STUDY TEXT:
==*==

The future of healthcare is that of mankind

Every new day brings information about the latest in medical evolution.

Many are appealing, promising, even revolutionary. At this time, I consider it important to distinguish some of the innovations with the greatest transformative potential, so that as a society we can manage our collective expectations, and make the best possible use of our time and resources. These are the 4 trends that, in my view, will make the greatest contribution to the quality of our lives, and that of future generations.

Telemedicine or broader access to medical care

The technological development of communication equipment has brought us smartphones, tablets, smart TVs and new ways to communicate with those on the other side of the globe. This new way of communicating was one of the great developments of the past century and is available to almost everyone in the world. However, we are still far from exploring the full clinical potential of this revolution.
This technological advance, if properly developed, may change the future of Medicine. It will mean a new way to communicate and observe a patient. We now can, for example, monitor a patient’s health status thousands of kilometers away, who lacks access to a professional who speaks their mother tongue.
We also believe that access to health services has been made easier with this technology, which reduces the need for travel by patient and doctor, which in many cases can lead to an increase in the number of consultations and also in the consultation’s attendance rate.

Anatomical 3D printing

3D printers emerged about a decade ago. At first, this revolutionary technology appeared to be designed as a way to make parts for small household machines or to replace auto parts. In the last 2-3 years, more and more reports and news cite studies carried out with heart valves manufactured by 3D printers. In a few hours, we can now obtain valves that help save lives.
For us, this seems to be one of the most noble usages of 3D printers. The 3D printed anatomical models are also used in an academic context so that medical students can have a closer contact with the reality of the human body.
In the near future, 3D printing machines may serve medicine in a broader way. The usage of biological materials for organ transplantation, for example, could lead to even more lives being save.

==*==

DATA SHOWN:
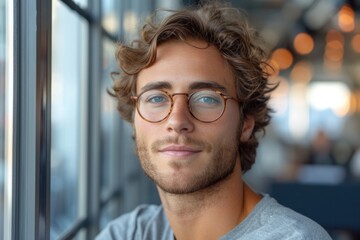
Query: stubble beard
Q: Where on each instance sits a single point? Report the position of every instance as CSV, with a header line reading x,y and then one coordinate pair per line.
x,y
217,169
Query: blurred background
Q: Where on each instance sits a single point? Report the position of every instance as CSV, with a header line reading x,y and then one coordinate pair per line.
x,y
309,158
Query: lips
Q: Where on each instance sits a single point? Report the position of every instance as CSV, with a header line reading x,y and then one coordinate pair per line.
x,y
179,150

==*==

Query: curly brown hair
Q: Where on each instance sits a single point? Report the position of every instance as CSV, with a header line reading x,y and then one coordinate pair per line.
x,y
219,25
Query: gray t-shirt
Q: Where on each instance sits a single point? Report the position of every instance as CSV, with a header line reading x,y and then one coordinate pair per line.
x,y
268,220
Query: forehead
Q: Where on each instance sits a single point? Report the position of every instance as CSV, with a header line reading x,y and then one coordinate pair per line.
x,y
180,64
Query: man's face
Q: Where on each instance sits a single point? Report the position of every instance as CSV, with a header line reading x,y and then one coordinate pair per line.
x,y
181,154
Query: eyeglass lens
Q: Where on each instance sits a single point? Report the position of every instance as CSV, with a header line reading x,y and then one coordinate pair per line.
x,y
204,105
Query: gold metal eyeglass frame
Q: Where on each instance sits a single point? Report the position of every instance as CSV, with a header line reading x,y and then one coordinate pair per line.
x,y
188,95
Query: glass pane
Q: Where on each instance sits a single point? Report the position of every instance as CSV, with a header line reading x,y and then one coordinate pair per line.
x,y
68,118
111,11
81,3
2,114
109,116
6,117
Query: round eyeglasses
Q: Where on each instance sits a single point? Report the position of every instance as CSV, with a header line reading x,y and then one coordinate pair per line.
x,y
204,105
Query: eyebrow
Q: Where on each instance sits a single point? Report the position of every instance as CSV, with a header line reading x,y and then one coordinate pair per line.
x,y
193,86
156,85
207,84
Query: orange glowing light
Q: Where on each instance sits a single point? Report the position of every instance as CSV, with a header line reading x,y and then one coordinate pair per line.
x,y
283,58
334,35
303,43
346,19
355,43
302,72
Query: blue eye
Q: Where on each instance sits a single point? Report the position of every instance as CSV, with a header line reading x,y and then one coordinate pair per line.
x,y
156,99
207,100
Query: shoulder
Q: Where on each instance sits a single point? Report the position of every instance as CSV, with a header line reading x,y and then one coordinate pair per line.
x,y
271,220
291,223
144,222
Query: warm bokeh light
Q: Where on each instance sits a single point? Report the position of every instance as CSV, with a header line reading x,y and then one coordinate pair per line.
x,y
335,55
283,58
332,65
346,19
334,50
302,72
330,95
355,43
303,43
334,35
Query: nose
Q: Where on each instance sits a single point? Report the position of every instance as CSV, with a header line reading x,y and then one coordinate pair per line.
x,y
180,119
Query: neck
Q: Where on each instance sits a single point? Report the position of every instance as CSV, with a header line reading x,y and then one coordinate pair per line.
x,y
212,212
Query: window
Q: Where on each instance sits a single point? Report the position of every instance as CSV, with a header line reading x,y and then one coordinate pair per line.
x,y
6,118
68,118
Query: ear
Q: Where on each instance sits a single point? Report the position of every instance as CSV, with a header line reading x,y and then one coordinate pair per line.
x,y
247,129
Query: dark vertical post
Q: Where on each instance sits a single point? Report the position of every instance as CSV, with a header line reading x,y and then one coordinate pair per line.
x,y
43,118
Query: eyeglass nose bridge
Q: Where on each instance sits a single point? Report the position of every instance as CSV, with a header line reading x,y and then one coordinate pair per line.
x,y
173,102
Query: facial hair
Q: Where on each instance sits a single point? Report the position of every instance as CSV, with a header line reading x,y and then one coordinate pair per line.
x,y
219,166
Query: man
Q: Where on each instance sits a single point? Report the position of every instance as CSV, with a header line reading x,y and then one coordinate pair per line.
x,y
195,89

==*==

QUESTIONS ON THE MATERIAL:
a – In the text on the future of healthcare, how long ago did 3D printers emerge?
b – Resume the text on the future of healthcare, picking up after its final sentence.

ANSWERS:
a – About a decade ago.

b –
Deep Brain Stimulation

Since the beginning of the millennium, Deep Brain Stimulation (DBS) has been considered one of the greatest technological developments in the field of neurology. This is a surgical technique that directly measures brain activity and at the same time applies an adjustable electrical stimulus for therapeutic purposes. DBS is usually applied in patients with pathological disorders of the neurological lining (Parkinson's or Tourette's Syndrome) and the psychiatric lining (Chronic major depression or Obsessive-compulsive disorder).
This surgical technique can be performed while the patient is awake. Brain activity is measured and electrical wires are placed through the skull to the specific area of the brain where the electrical stimulus is to be applied, so that the pathology can be treated.
One of the most impressive cases recently reported was that of Still Makin. A celebrated violinist, Mr. Still began to notice a tremor in his right hand, precisely the hand that held the violin bow. Soon, this tremor had made his performance at concerts all but impossible and by then he decided to resort to DBS. Having undergone treatment, the tremor has disappeared and Mr. Still was able to proceed with his career.
However, there are still some issues related to the usage of DBS, such as an uncertainty regarding the brain areas that should be stimulated, given the patient's pathology. But we believe that in the next 5 years, there will be new developments and advances in this technology, which could mean the application of new therapies for the most challenging disorders that affect the human brain.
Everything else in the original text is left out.